(ЧТО СДЕЛАТЬ A) Опираясь на текст о Луначарском, объясните в одном–трех предложениях, почему в статье «О художнике вообще и некоторых художниках в частности» он считает самой широкой и важной третью точку зрения на искусство.
(ЧТО СДЕЛАТЬ B) Продолжите текст о Луначарском с того места, где он заканчивается.

Однако Луначарский этого сделать не сумел, и «Основы позитивной эстетики» отразили в себе весь калейдоскоп увлечений молодого исследователя различными философско-эстетическими теориями. И прежде всего — эмпириокритической философией Авенариуса и Маха — «первых творцов теории жизнеразности», — как называет их Луначарский в данной статье. Эмпириокритицизм считал задачей искусства не отражение реальной действительности, а наиболее «экономное», «упорядоченное», построенное па принципе «наименьшей траты сил» освоение субъективного «опыта», причем «опыт» мыслился эмпириокритиками идеалистически — не как практическая деятельность людей, а как определенное «содержание сознания»[84].
Особенно большое впечатление произвели на Луначарского биологические установки философии Авенариуса, которые он счел необходимым элементом марксизма: «…беря человека из рук биологической науки, неразрывно сплетаясь своими низшими корнями с высшими ветвями дарвинизма, марксизм раскрывал предо мною картину истории человеческих обществ, указывая в борьбе за существование и за господство над природой основной двигатель и главный смысл этой истории, а в борьбе классов — ее механизм… Ни на одну минуту не сомневаюсь я и теперь, что идеалом науки должно быть рассмотрение человеческой жизни как закономерного энергетического процесса»[85].
Поэтому в статье «О художнике вообще и некоторых художниках в частности», написанной в тот же вологодский период, Луначарский, вполне допуская существование двух точек зрения на искусство: 1) тенденциозное искусство, или искусство-проповедь, и 2) искусство для искусства, или искусство-игра, — считает все же самой широкой и важной третью точку зрения, по которой задача искусства — «концентрировать жизнь, сгущать ее, давать нам пережить возможно больше, не перенапрягая, однако, наших нервов, то есть на данное количество воспринимающей энергии дать гораздо больше ощущений, чем дает обыденная жизнь» (см. в наст, томе стр. 15).
С этих же позиций подошел тогда Луначарский и к эстетическому учению Чернышевского, известная ограниченность антропологического материализма которого легко трансформировалась у него в биологический взгляд на развитие искусства. В результате, несмотря на некоторые почти дословные совпадения отдельных положений, развиваемых в «Основах позитивной эстетики», с положениями Чернышевского, Луначарский берет у него слабые стороны учения об искусстве.

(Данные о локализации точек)
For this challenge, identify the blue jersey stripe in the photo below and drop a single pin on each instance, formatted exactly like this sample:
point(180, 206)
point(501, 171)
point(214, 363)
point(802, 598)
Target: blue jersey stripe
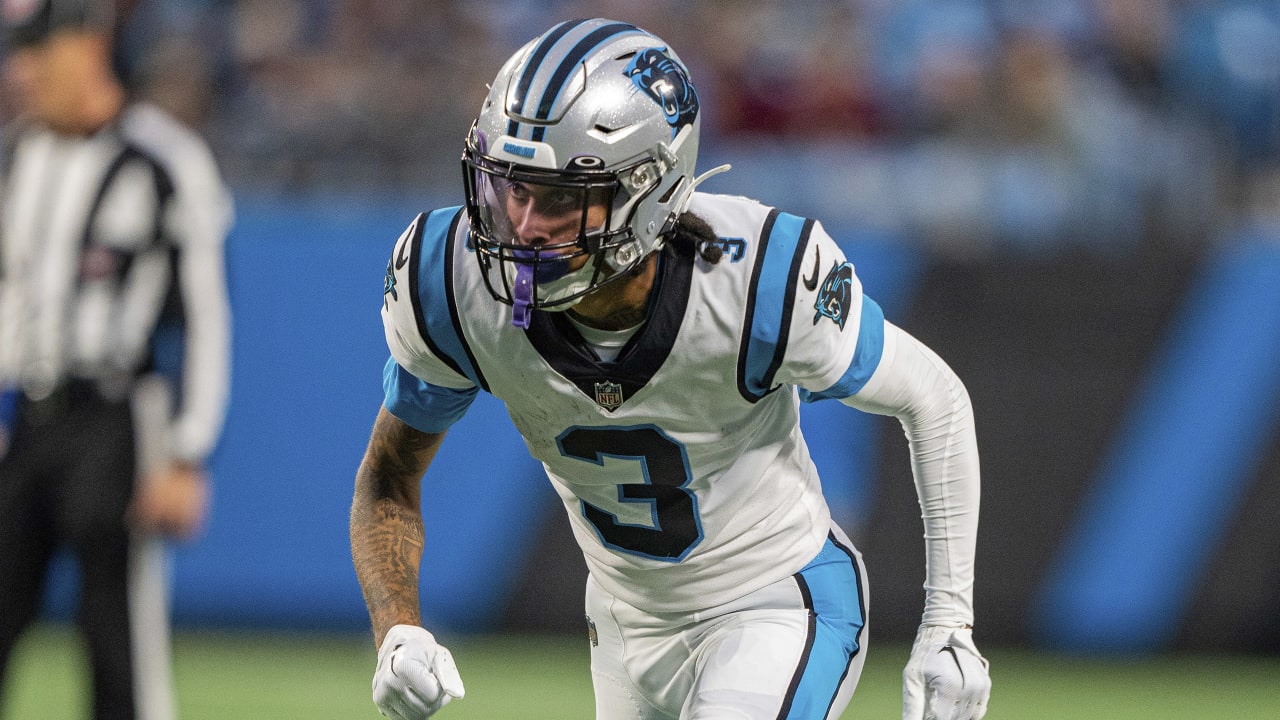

(ОТВЕТ A) Луначарский особенно высоко оценил биологические установки философии Авенариуса и счел их необходимым элементом марксизма. Он был убежден, что идеалом науки должно быть рассмотрение человеческой жизни как закономерного энергетического процесса. Поэтому задачу искусства он видел в том, чтобы концентрировать и сгущать жизнь, то есть на данное количество воспринимающей энергии давать гораздо больше ощущений, чем дает обыденная жизнь.

(ОТВЕТ B)
Махизм же подготовил Луначарского и к положительному восприятию биологизма Ницше: воля к жизни, презрение к слабым, биологически неполноценным — это закономерное чувство физически здорового и непрерывно развивающегося человека, высшее проявление биологической эволюции которого — прекрасный и могучий человек будущего («сверхчеловек» Ницше)[86].
Увлечение биологизмом приводит Луначарского к тому, что он не без влияния взглядов Плеханова связывает происхождение и развитие искусства не только с общественно-трудовой деятельностью человека, но и с его эмоциями, физиологическими особенностями и способностями организма.
Плеханов указывал на первостепенное значение труда для развития искусства. Он считал, что в основе развития эстетических вкусов прежде всего лежит трудовая деятельность и общественное бытие человека; трудом же рождена и игра (см. у него: «Игра есть дитя труда»[87]) — одно из проявлений утилитарной деятельности человека. Но игра — это и «зародыш артистической деятельности». Видимо, именно эта связь приводила идеалистически мыслящих исследователей к отождествлению искусства и игры.
С этих же позиций Луначарский сводит действие, искусства к эмоциональному влиянию его на человека. А вся эстетика понимается им как наука «о непосредственной аффекциональной оценке, сопровождающей наши восприятия и наши поступки» (см. наст, том, стр. 62).
Вслед за Авенариусом Луначарский считает целью эстетики оценку всего сущего с точки зрения красоты, истины и добра, а поскольку эстетика — это «одна из важнейших[88] отраслей биологии как науки о жизни вообще» (см. наст, том, стр. 43), он подчиняет эстетике и этику, и теорию познания: они должны руководствоваться законами эстетики.